### ACTION ITEM
Across the entries below, tally every line that holds the string "target" and reply with the number only.

### DATA SUPPLIED
=-=-=-=-=

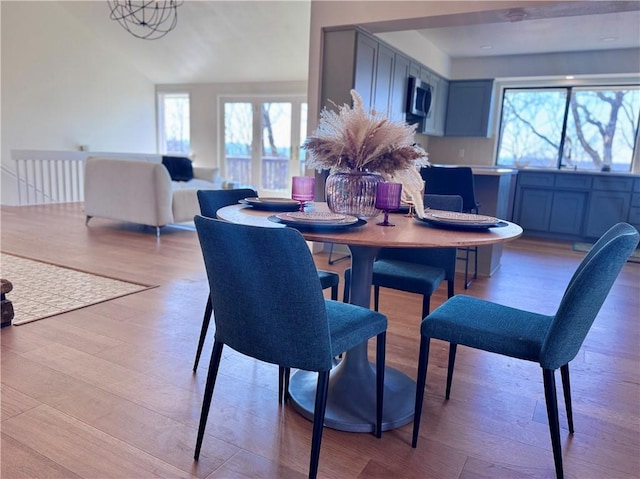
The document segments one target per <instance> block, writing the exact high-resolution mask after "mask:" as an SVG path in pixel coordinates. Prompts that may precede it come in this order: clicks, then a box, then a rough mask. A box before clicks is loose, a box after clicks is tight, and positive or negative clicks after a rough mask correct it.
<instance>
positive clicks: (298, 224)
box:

=-=-=-=-=

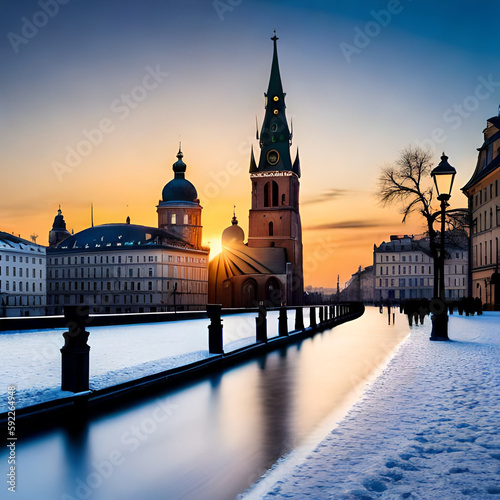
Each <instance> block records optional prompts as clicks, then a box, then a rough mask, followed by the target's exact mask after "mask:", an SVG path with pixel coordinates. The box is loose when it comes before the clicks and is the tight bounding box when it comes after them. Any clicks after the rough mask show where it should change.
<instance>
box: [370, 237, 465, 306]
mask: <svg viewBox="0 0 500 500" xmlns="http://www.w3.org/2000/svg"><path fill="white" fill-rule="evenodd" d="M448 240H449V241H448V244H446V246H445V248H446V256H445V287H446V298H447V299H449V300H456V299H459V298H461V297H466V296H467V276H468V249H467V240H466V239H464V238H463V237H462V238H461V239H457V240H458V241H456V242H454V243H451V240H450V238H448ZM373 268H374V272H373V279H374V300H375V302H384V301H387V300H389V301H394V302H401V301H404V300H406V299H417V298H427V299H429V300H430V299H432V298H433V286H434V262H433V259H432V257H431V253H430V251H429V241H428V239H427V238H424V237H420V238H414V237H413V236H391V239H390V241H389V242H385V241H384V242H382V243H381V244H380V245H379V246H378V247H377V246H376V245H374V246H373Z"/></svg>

=-=-=-=-=

### EXERCISE OUTPUT
2